▶ Instructions
A: In the Glushkov construction passage, what do Start(v) and End(v) denote?
B: Duplicate the Glushkov construction passage from "For every subexpression" up to and including "when entering q.".

▶ Supplied passage
For every subexpression v of e, by the definition of Glushkov construction, there must be a subgraph of A which corresponds to v. Use A(v) to denote the subgraph. For a state q of A, define $$\Gamma (q) = \{ x \in \Gamma |v\operatorname{is}a\operatorname{capturing}\operatorname{group}\operatorname{of}x\operatorname{in}e \wedge q \in A (v) \}$$, in other words, $$\Gamma (q)$$ is the set of variables which should be updated when entering q.

Furthermore, for a subexpression v, we use Start(v) and End(v) to denote the starting and ending states of A(v) (see the definition of Glushkov construction).

Let NSST $$T = (Q', \Sigma, \Sigma, \{ \operatorname{acc} \} \cup \Gamma, E, q_0', F')$$, we construct T using a similar method as parsing automata[5]. The initial state is $$(\{ q_0 \}, \operatorname{left}, \emptyset)$$.

• The transition within left mode is just the same as the original parsing automata. The substitution is s(acc)=acc.a and s(x)=x for every x other than acc, where a is the input character in this step.

[Location labeling records]

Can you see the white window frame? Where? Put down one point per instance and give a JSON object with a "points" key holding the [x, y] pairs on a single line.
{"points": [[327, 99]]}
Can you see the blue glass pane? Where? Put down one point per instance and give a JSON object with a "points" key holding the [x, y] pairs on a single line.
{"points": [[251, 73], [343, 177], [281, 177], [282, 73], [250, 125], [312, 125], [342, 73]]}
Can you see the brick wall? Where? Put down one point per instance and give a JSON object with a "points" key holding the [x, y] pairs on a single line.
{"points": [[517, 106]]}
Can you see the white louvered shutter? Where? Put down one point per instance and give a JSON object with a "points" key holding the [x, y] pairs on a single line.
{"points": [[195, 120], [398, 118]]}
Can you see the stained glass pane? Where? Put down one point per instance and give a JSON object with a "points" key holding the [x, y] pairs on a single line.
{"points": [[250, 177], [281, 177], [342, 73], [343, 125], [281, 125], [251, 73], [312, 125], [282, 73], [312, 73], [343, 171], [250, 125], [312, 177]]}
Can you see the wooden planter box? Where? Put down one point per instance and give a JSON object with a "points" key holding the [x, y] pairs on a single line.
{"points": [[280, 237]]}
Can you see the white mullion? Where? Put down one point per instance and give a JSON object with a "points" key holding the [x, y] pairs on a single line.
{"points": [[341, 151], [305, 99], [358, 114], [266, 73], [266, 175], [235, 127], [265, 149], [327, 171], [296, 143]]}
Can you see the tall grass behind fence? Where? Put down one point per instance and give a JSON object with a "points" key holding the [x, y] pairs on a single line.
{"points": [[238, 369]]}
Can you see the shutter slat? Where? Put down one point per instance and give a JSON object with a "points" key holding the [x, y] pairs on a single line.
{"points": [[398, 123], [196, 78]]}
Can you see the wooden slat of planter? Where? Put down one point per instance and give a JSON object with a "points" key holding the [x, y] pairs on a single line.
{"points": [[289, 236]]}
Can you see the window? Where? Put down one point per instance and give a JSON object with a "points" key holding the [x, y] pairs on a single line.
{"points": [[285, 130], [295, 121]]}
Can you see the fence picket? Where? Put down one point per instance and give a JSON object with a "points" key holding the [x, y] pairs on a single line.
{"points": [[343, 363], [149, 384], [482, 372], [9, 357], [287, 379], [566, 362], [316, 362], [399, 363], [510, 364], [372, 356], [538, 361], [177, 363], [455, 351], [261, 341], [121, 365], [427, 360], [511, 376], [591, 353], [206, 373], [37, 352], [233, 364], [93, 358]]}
* * *
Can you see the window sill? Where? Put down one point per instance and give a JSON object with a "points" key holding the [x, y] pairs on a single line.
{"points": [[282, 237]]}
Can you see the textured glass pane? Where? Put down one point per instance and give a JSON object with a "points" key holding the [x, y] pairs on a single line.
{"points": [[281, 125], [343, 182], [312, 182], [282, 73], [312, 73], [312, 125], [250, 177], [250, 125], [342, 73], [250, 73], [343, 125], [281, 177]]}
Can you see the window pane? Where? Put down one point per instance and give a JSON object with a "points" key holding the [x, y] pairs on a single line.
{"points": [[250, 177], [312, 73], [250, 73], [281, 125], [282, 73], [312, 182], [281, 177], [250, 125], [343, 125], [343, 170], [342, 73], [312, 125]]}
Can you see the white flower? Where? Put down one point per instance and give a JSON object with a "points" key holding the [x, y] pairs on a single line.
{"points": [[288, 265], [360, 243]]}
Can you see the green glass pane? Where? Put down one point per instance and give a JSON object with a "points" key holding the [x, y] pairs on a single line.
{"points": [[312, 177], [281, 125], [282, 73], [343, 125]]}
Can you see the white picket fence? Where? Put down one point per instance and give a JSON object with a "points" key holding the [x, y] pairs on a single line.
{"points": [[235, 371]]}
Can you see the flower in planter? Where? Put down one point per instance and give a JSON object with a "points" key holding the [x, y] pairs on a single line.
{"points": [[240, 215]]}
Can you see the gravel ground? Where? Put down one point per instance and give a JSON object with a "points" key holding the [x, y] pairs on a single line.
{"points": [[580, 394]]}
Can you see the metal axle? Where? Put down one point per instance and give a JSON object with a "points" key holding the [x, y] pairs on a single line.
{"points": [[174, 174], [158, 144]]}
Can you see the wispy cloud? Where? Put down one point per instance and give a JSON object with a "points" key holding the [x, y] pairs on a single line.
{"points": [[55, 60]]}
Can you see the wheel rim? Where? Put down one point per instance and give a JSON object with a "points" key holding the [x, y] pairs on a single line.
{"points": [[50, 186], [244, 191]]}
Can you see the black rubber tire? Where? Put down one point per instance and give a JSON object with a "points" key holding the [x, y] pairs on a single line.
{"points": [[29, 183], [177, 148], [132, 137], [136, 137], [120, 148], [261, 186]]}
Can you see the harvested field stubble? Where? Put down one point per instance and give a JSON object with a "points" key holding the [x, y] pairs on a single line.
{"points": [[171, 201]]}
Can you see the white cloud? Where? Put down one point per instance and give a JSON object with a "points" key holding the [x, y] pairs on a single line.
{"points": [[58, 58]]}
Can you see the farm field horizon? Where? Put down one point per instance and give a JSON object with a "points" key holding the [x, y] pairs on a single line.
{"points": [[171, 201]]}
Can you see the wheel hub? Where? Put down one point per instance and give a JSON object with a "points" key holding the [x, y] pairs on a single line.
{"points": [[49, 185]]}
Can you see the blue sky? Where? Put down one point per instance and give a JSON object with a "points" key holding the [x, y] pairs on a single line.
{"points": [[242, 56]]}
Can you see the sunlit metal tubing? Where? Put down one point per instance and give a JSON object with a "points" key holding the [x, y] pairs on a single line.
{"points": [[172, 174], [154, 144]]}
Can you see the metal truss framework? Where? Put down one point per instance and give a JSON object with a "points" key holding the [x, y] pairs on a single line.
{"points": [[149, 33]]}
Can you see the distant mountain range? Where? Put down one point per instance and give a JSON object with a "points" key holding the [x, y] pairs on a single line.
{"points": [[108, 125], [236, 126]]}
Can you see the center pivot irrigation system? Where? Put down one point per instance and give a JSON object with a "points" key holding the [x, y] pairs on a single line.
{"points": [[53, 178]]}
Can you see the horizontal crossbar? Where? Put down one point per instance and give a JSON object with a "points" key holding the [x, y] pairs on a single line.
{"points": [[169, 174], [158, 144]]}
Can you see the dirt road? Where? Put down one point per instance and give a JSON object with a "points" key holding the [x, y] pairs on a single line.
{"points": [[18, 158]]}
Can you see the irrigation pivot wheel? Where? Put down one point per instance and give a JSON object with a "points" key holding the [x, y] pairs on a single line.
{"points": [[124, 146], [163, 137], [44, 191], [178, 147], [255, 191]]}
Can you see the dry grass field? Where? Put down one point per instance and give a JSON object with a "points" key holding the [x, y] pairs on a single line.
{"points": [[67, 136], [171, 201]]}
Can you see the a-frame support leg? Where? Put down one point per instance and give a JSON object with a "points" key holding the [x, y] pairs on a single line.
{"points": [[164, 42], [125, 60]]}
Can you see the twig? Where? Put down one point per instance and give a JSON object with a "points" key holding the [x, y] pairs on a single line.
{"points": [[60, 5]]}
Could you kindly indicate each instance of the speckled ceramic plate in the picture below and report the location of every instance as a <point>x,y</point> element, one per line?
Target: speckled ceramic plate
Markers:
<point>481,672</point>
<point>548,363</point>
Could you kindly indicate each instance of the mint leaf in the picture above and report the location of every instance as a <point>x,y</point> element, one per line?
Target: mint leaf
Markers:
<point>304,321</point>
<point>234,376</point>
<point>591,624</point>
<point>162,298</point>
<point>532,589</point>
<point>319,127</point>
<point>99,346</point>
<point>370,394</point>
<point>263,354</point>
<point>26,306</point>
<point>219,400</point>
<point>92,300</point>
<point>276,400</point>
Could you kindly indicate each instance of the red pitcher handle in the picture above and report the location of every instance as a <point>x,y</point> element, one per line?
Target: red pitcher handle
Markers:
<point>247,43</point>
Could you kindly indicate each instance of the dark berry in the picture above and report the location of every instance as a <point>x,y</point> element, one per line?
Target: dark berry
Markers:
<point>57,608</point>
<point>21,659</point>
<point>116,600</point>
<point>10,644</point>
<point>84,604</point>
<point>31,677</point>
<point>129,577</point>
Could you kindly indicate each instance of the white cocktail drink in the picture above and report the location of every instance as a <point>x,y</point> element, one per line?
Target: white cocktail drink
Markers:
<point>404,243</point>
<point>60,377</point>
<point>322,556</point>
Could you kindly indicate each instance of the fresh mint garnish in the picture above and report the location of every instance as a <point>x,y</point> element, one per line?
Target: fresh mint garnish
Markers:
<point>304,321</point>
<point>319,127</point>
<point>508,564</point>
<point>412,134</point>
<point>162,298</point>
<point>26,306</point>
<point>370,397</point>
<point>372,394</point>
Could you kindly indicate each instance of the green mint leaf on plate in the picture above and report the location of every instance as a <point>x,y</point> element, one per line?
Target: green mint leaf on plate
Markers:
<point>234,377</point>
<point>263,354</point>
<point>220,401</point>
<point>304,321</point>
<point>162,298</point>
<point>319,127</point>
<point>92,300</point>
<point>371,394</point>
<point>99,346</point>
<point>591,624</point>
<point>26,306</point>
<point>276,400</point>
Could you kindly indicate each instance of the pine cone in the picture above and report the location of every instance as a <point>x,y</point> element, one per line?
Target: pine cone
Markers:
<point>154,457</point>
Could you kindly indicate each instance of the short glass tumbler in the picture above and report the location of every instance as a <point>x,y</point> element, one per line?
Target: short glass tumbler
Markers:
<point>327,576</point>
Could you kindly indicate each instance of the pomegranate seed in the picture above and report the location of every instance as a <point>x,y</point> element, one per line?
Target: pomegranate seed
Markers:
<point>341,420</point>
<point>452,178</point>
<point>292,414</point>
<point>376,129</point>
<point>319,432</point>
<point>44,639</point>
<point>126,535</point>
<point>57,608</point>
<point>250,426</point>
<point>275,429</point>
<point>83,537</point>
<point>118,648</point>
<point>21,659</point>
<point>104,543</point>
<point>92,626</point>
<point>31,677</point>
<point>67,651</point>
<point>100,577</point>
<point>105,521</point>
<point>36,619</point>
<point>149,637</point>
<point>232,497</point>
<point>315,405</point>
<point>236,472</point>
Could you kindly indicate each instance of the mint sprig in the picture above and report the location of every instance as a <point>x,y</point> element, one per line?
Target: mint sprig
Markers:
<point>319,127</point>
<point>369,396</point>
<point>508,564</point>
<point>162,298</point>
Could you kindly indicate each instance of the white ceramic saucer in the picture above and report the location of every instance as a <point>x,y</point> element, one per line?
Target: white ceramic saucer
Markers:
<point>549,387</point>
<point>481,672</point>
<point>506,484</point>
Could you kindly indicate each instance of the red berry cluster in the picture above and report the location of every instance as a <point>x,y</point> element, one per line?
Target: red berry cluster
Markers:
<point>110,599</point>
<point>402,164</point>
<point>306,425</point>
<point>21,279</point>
...
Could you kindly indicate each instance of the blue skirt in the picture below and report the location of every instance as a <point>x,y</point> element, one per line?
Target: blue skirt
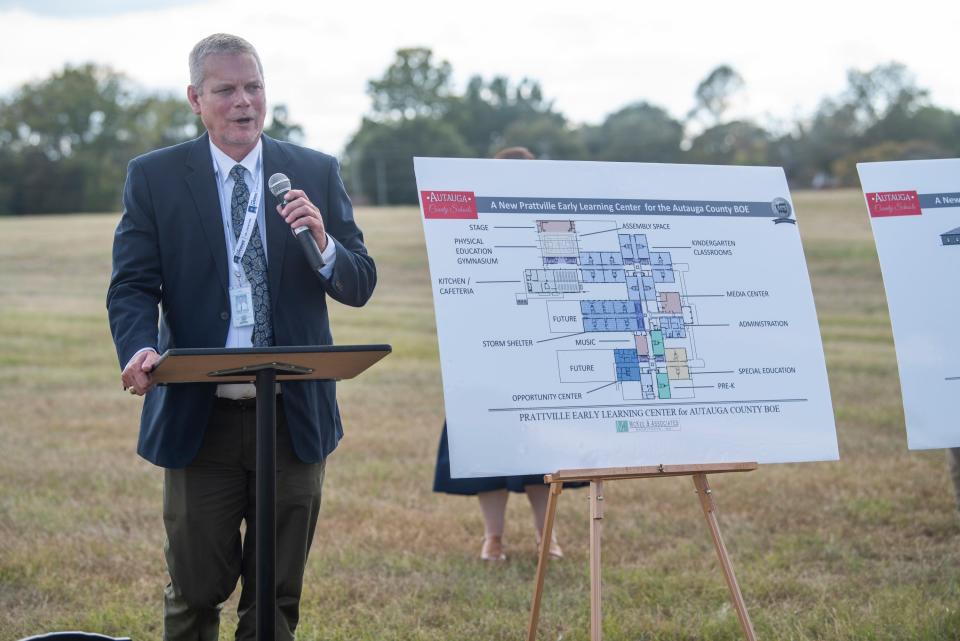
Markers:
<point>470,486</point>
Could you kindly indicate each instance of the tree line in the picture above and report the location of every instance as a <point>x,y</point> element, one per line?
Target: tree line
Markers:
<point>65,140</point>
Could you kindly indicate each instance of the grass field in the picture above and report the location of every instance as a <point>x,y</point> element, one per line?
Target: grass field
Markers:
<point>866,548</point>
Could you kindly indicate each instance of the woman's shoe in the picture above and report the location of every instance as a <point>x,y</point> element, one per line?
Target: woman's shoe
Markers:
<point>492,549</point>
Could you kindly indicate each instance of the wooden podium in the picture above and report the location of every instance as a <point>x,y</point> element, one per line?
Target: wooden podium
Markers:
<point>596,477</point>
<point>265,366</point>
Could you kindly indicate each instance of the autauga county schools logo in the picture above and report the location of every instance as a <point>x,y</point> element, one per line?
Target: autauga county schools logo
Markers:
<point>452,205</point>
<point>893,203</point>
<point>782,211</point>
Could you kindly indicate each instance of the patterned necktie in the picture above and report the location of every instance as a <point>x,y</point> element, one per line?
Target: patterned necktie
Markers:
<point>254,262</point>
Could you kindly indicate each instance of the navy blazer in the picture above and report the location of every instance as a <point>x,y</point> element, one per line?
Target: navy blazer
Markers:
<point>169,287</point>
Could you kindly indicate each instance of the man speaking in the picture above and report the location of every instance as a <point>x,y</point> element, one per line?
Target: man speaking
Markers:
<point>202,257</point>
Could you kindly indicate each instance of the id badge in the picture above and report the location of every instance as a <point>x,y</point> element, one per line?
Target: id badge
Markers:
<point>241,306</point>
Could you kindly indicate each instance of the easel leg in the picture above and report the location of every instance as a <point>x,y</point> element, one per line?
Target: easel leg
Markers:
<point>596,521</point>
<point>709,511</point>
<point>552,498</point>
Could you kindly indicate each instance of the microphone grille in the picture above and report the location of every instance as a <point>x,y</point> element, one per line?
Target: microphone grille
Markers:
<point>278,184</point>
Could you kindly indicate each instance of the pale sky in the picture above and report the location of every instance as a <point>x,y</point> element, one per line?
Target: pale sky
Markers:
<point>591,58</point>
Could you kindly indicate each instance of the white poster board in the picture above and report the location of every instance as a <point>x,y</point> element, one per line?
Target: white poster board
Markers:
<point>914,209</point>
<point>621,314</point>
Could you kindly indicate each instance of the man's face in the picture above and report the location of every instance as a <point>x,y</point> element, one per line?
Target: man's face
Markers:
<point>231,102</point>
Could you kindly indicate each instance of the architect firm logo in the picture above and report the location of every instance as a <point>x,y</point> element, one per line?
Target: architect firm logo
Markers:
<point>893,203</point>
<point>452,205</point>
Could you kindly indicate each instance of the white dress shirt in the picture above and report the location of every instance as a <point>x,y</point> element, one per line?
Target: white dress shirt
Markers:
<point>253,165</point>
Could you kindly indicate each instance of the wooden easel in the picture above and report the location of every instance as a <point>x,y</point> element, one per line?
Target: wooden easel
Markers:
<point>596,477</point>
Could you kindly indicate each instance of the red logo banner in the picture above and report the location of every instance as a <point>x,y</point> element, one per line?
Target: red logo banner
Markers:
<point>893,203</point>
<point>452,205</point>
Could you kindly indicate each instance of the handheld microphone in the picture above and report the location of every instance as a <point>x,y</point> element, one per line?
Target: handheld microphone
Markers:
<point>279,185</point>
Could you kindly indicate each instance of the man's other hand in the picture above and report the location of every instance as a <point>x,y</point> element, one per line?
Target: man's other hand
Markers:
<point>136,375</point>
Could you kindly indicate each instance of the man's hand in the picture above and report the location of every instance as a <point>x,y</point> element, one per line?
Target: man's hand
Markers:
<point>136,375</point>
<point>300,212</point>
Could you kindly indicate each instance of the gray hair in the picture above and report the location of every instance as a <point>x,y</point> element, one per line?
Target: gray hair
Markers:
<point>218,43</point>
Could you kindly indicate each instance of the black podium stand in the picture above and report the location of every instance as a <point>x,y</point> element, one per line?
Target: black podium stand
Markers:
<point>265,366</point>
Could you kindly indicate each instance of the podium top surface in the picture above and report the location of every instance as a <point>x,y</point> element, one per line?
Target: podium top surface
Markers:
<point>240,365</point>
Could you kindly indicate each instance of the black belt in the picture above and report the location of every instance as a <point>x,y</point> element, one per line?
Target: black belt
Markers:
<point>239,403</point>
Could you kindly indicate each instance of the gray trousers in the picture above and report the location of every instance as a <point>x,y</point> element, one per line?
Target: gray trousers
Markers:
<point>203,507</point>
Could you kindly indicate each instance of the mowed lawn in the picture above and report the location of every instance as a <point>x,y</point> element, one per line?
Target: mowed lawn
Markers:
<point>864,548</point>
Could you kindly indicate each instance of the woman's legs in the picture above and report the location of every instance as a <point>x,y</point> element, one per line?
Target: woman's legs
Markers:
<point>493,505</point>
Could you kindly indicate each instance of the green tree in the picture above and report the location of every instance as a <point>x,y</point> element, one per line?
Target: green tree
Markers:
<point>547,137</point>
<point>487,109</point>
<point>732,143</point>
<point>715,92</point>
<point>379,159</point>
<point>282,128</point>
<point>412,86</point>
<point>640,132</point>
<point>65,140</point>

▶ Answers for the exercise
A: They denote the starting and ending states of A(v).

B:
For every subexpression v of e, by the definition of Glushkov construction, there must be a subgraph of A which corresponds to v. Use A(v) to denote the subgraph. For a state q of A, define $$\Gamma (q) = \{ x \in \Gamma |v\operatorname{is}a\operatorname{capturing}\operatorname{group}\operatorname{of}x\operatorname{in}e \wedge q \in A (v) \}$$, in other words, $$\Gamma (q)$$ is the set of variables which should be updated when entering q.